**TASK TO CARRY OUT:** Copy out the rows below word for word, with no changes.

Part of a data file
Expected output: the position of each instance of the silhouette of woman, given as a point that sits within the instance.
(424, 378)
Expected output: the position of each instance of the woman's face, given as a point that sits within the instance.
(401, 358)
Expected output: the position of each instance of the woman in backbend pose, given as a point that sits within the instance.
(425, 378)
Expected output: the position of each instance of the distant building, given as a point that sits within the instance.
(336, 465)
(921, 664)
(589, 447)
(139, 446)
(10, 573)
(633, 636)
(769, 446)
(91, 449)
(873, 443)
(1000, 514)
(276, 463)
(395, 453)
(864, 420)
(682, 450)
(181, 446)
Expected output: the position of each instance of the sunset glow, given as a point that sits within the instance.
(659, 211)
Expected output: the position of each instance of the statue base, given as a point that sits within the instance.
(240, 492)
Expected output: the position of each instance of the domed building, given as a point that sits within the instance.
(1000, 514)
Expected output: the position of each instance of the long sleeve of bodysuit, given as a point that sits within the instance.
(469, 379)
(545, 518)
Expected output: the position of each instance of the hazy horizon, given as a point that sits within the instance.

**TASK SOLUTION:**
Expected output: the position of each instance of the silhouette of woman, given as a point that sits within the instance.
(424, 378)
Expected output: the position of each instance of the woman's face, given as a point that sits within the instance.
(401, 358)
Expected output: the position of each instance of the woman in backbend pose, given as a point that sits within the instance.
(425, 378)
Expected output: the position of each instance of the distant building, given as a point that sits within the instance.
(336, 465)
(921, 664)
(589, 447)
(139, 446)
(10, 573)
(633, 636)
(769, 446)
(91, 449)
(873, 443)
(1000, 514)
(276, 463)
(395, 453)
(864, 420)
(682, 450)
(181, 446)
Expected output: the position of each instance of the sunset glow, given as a point that sits within the instance.
(659, 211)
Expected output: the position of each instance of the statue base, given as a point that sits within the instance.
(240, 492)
Expected output: the position of each instance of the domed building, given as a point that sits within the instance.
(1000, 514)
Expected output: the position of each instance of the long sleeve of bodysuit, given as a point that sits within the instance.
(469, 379)
(545, 518)
Expected output: the position of each instance of the hazy horizon, given as a point that sits within the instance.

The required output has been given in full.